**Material for the task:**
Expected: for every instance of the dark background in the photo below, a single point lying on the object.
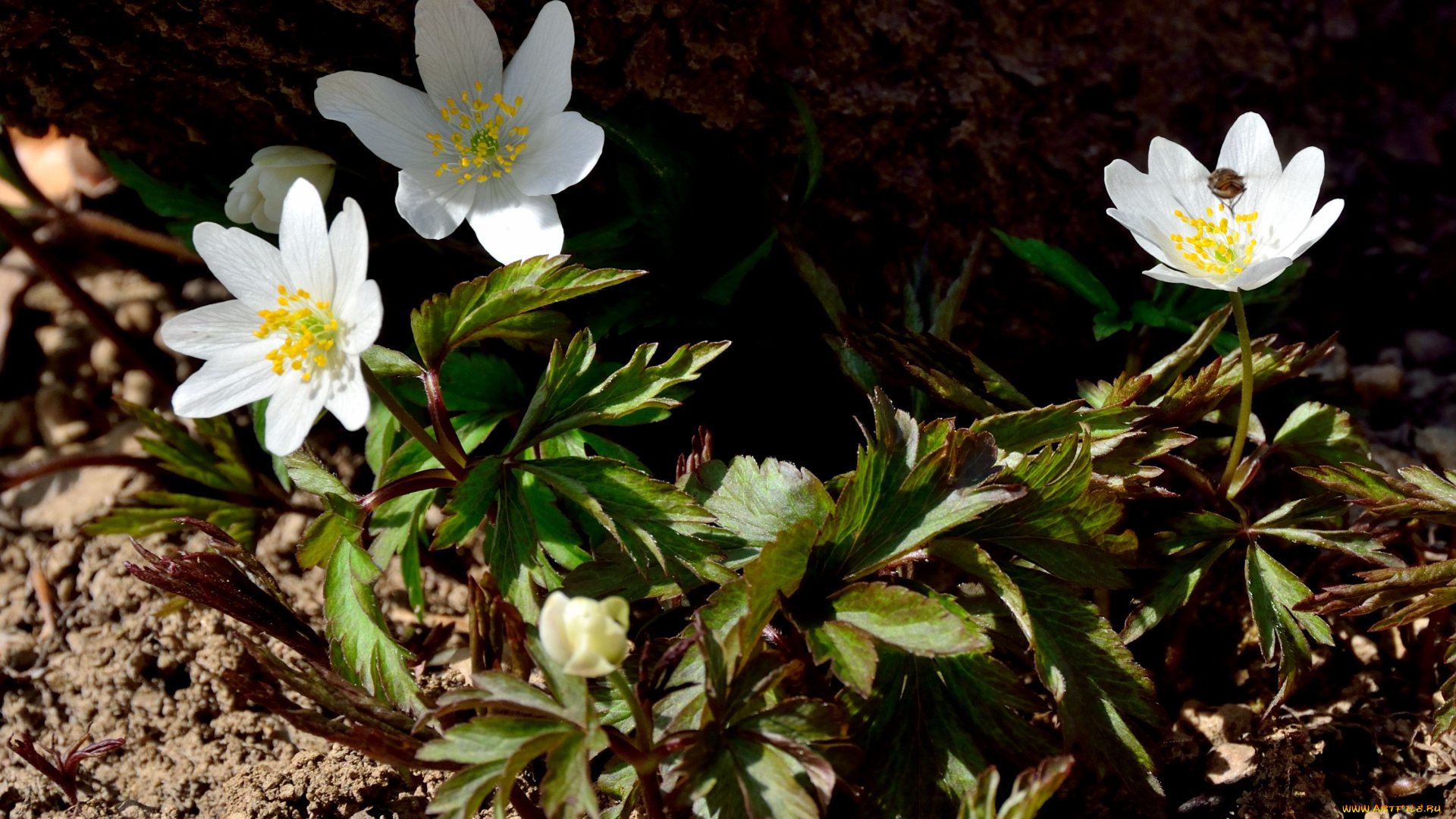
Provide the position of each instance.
(935, 118)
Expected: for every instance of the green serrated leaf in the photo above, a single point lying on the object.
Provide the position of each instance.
(1273, 595)
(1101, 692)
(568, 398)
(758, 502)
(362, 648)
(1062, 268)
(484, 308)
(1318, 435)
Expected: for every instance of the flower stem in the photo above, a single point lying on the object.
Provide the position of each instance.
(440, 417)
(411, 425)
(1247, 400)
(642, 722)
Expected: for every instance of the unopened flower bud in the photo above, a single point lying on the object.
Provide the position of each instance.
(256, 196)
(587, 637)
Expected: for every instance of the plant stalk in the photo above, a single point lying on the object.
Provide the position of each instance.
(642, 727)
(1247, 398)
(440, 417)
(411, 425)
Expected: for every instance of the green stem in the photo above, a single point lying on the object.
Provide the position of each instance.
(1247, 400)
(443, 455)
(642, 722)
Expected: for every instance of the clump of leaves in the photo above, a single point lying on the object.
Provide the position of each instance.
(61, 767)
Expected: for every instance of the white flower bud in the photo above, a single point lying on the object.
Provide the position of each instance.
(587, 637)
(256, 196)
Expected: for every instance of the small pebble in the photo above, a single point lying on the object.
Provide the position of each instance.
(1429, 346)
(1438, 444)
(1378, 382)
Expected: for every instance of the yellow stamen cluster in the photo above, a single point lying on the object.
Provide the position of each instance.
(485, 145)
(310, 328)
(1218, 248)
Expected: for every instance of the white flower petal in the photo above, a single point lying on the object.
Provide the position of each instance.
(243, 197)
(1181, 175)
(560, 153)
(1316, 228)
(1260, 273)
(212, 330)
(513, 226)
(291, 413)
(456, 49)
(1165, 273)
(275, 183)
(248, 265)
(290, 156)
(348, 400)
(552, 630)
(1149, 235)
(231, 381)
(1250, 150)
(305, 242)
(541, 71)
(348, 246)
(435, 206)
(1286, 207)
(366, 314)
(391, 118)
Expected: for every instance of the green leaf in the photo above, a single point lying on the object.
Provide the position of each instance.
(482, 308)
(1033, 428)
(934, 723)
(1028, 793)
(849, 651)
(386, 362)
(1318, 433)
(906, 620)
(362, 648)
(1172, 589)
(1059, 523)
(469, 503)
(653, 521)
(570, 395)
(758, 502)
(312, 475)
(1062, 268)
(1177, 363)
(1273, 595)
(511, 548)
(216, 461)
(184, 207)
(943, 369)
(1101, 692)
(912, 483)
(156, 513)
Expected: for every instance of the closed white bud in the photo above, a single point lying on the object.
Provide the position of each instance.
(256, 196)
(585, 637)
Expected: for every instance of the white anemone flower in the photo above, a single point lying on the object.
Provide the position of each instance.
(478, 145)
(303, 315)
(256, 196)
(1235, 228)
(587, 637)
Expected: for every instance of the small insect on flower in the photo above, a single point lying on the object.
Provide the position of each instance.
(1226, 184)
(305, 312)
(479, 145)
(1235, 228)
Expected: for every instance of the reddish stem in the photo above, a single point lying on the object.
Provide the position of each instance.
(440, 417)
(76, 463)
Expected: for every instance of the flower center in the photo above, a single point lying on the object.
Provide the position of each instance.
(485, 145)
(310, 331)
(1218, 248)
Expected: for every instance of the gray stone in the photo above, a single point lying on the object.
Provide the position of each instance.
(1429, 346)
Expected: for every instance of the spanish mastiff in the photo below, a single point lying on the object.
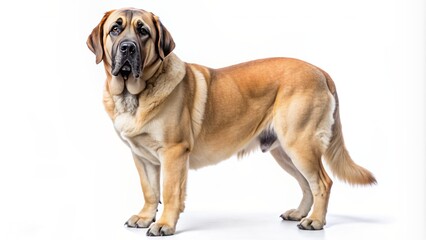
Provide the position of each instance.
(176, 116)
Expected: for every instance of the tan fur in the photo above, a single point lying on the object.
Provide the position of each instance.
(177, 116)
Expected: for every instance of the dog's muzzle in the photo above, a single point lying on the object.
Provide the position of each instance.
(127, 60)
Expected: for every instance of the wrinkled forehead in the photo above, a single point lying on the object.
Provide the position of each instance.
(129, 15)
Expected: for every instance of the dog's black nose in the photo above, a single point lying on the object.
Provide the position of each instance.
(128, 48)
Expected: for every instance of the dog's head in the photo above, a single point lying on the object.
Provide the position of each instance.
(132, 43)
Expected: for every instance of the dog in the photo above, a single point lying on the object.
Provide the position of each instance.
(176, 116)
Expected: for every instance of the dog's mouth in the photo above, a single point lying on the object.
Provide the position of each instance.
(125, 70)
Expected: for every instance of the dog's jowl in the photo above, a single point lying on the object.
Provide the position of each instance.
(176, 116)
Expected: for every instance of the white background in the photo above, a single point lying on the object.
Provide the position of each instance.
(64, 174)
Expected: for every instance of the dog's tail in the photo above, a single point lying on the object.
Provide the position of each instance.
(336, 155)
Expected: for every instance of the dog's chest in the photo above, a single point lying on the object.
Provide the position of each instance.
(144, 141)
(125, 109)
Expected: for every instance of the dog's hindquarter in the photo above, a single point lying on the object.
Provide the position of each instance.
(241, 105)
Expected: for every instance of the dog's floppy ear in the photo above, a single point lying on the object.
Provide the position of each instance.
(165, 43)
(95, 42)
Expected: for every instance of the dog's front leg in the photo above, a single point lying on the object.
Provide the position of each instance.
(174, 165)
(150, 181)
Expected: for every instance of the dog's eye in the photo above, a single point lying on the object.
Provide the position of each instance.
(143, 31)
(115, 30)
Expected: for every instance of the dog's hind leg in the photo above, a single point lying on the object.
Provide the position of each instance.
(303, 126)
(306, 203)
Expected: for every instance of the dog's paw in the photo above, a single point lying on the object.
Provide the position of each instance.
(311, 224)
(293, 215)
(136, 221)
(158, 229)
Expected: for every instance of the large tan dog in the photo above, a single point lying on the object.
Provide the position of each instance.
(175, 116)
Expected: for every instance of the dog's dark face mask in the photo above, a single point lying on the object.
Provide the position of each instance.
(131, 42)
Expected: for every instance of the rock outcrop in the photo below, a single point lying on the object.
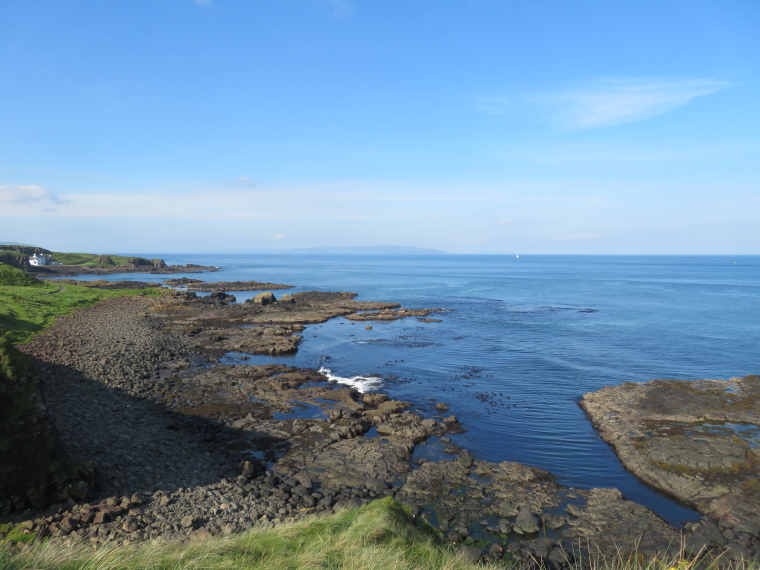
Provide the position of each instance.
(695, 440)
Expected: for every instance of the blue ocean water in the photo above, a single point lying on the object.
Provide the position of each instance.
(523, 338)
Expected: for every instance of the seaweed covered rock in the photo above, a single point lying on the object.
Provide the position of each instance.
(33, 470)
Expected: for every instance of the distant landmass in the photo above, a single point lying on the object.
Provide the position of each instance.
(360, 250)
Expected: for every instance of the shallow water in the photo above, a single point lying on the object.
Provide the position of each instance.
(523, 339)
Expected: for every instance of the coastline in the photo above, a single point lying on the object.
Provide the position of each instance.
(353, 448)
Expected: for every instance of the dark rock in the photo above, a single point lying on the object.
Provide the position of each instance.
(266, 298)
(527, 521)
(469, 554)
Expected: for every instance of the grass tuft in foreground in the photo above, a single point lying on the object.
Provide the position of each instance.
(381, 535)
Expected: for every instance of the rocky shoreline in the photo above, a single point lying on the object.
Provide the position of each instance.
(698, 442)
(186, 447)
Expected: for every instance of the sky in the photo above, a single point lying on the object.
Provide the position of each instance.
(470, 126)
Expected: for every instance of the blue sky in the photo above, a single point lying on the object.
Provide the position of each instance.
(472, 126)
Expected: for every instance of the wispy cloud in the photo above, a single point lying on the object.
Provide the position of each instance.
(616, 101)
(604, 102)
(576, 237)
(243, 181)
(495, 105)
(341, 7)
(28, 193)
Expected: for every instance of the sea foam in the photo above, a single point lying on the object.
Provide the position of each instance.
(361, 383)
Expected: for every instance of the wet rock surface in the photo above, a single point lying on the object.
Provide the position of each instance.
(199, 285)
(696, 441)
(185, 447)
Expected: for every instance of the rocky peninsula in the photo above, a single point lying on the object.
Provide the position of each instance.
(696, 441)
(183, 446)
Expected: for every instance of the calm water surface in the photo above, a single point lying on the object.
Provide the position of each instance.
(522, 339)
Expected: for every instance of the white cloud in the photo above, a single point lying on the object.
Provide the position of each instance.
(611, 102)
(24, 194)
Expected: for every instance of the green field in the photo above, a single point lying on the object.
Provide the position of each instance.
(381, 535)
(28, 305)
(96, 260)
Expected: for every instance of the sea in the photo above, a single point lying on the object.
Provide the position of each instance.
(521, 339)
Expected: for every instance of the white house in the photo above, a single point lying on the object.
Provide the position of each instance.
(41, 260)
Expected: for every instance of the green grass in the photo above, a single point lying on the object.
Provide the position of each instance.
(29, 305)
(381, 535)
(10, 276)
(92, 260)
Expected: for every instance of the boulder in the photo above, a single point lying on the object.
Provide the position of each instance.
(266, 298)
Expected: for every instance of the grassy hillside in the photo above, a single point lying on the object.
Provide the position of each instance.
(380, 535)
(93, 260)
(13, 277)
(28, 305)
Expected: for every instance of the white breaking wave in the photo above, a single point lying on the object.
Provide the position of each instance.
(361, 383)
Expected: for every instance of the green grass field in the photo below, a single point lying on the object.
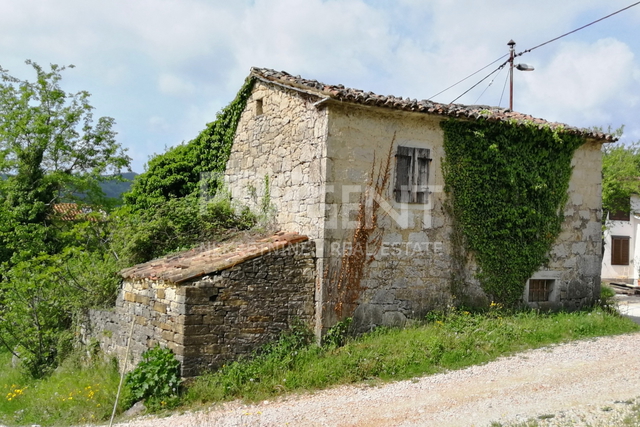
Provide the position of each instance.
(80, 391)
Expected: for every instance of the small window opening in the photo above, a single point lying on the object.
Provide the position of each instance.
(540, 289)
(620, 250)
(412, 175)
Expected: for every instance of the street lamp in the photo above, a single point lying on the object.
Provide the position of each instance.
(521, 67)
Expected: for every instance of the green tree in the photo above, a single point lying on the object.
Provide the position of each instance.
(49, 145)
(177, 172)
(50, 151)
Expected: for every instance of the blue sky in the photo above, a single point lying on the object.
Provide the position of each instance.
(163, 68)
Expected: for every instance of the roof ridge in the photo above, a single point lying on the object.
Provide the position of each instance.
(359, 96)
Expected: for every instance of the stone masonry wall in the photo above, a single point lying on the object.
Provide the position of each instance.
(214, 319)
(575, 259)
(413, 270)
(410, 273)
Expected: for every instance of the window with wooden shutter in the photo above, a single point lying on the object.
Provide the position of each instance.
(412, 175)
(539, 289)
(619, 250)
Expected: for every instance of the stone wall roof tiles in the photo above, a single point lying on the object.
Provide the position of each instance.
(357, 96)
(184, 266)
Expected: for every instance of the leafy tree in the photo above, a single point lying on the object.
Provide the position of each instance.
(177, 172)
(49, 145)
(50, 151)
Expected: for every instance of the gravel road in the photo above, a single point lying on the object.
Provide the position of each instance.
(593, 382)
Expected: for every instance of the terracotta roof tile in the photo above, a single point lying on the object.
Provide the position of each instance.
(195, 263)
(474, 112)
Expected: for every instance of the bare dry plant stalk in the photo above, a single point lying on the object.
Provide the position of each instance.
(365, 241)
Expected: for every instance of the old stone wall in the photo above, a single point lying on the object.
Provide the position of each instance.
(410, 272)
(420, 264)
(280, 138)
(214, 319)
(576, 258)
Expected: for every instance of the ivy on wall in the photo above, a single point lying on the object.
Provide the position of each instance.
(507, 185)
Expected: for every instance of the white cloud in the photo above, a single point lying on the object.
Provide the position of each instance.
(174, 85)
(585, 81)
(142, 56)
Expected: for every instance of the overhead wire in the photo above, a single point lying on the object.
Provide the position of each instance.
(489, 85)
(527, 51)
(578, 29)
(504, 87)
(470, 75)
(485, 78)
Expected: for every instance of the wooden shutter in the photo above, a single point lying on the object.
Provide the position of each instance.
(619, 250)
(421, 189)
(404, 172)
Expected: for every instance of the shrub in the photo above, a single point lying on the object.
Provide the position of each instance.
(156, 378)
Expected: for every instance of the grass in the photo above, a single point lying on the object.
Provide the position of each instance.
(452, 342)
(76, 392)
(80, 392)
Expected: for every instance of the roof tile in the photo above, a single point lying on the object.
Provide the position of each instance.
(474, 112)
(183, 266)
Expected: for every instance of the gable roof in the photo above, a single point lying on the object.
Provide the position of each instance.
(357, 96)
(73, 212)
(183, 266)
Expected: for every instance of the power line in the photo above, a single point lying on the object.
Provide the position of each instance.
(470, 75)
(578, 29)
(485, 78)
(529, 50)
(506, 79)
(488, 86)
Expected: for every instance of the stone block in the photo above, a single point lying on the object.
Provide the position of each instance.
(159, 307)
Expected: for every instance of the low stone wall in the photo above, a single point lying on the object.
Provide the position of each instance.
(216, 318)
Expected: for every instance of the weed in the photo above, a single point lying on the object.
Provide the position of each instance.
(156, 378)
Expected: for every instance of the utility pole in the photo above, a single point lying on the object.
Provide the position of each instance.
(512, 52)
(521, 67)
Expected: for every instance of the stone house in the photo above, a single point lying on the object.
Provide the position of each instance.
(318, 154)
(210, 305)
(315, 146)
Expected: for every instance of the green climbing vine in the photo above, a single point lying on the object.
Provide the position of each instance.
(507, 184)
(178, 172)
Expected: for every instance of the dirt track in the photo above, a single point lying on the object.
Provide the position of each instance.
(585, 381)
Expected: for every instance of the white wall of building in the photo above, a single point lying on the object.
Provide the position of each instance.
(623, 273)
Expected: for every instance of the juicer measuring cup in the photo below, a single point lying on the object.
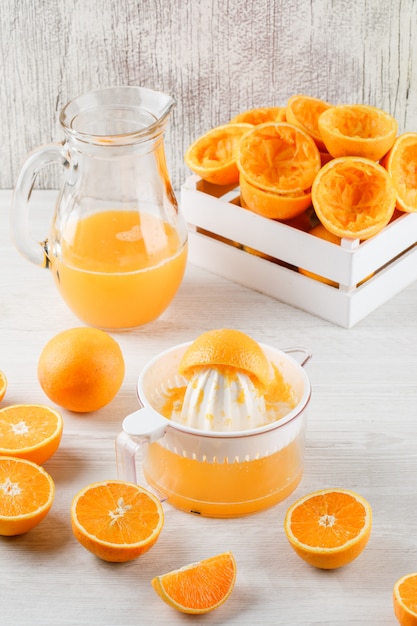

**Exercise description:** Pull out every line of the items above that contains the word "below". Case counts, so uppercase and lowercase letters must match.

**Solution for this problem:**
Expected: for every instance of the dark background in the photo below, a single point lying on the object.
Expected: for every instance of the spanish mastiff in the photo below, a single point lying on the object.
Expected: for every instance of the rock outcrop in the photo below, a single point lying on the object.
Expected: for every instance of the green grass field in the photo below, a single point lying on the object.
Expected: for every instance of the juicer measuring cup in the photo below, a single point lying on the object.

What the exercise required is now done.